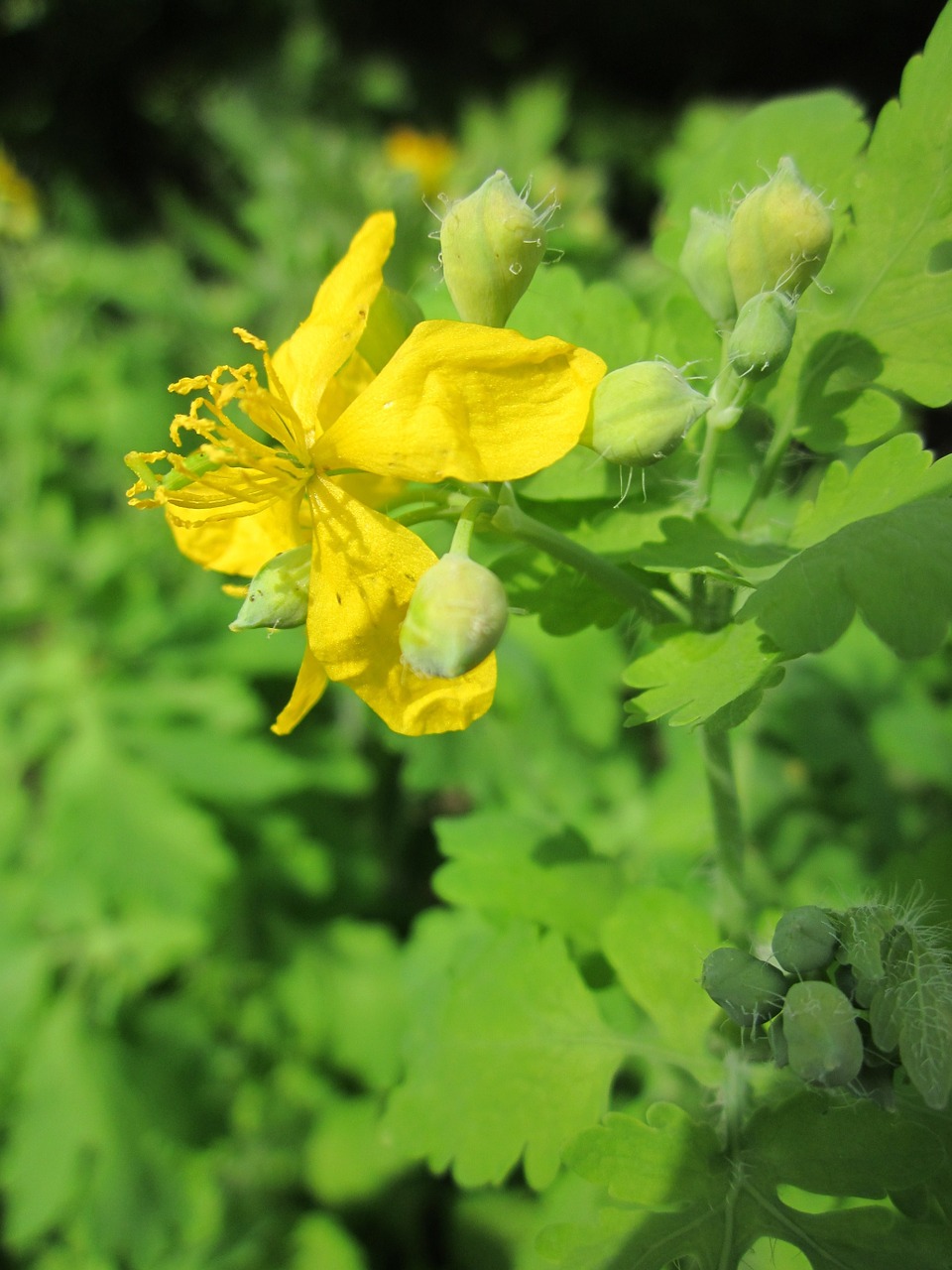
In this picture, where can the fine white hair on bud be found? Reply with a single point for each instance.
(492, 243)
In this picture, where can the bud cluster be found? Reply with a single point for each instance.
(853, 997)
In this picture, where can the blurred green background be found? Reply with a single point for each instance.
(200, 928)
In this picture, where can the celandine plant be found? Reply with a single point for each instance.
(805, 302)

## Exercise directions
Set down all the entries exactly as they appear, but skip any pictures.

## Written response
In this picture, where can the fine white hair on bud be found? Reply with a single point for each instance.
(492, 243)
In this picture, where can the bud cluster be found? Reply with a single point for each instance.
(853, 997)
In this picture, where can the blurred green background be found? Reply with a single point for each instance.
(200, 928)
In this picture, where can the celandine plant be found? Reply with a single point for each instance.
(805, 302)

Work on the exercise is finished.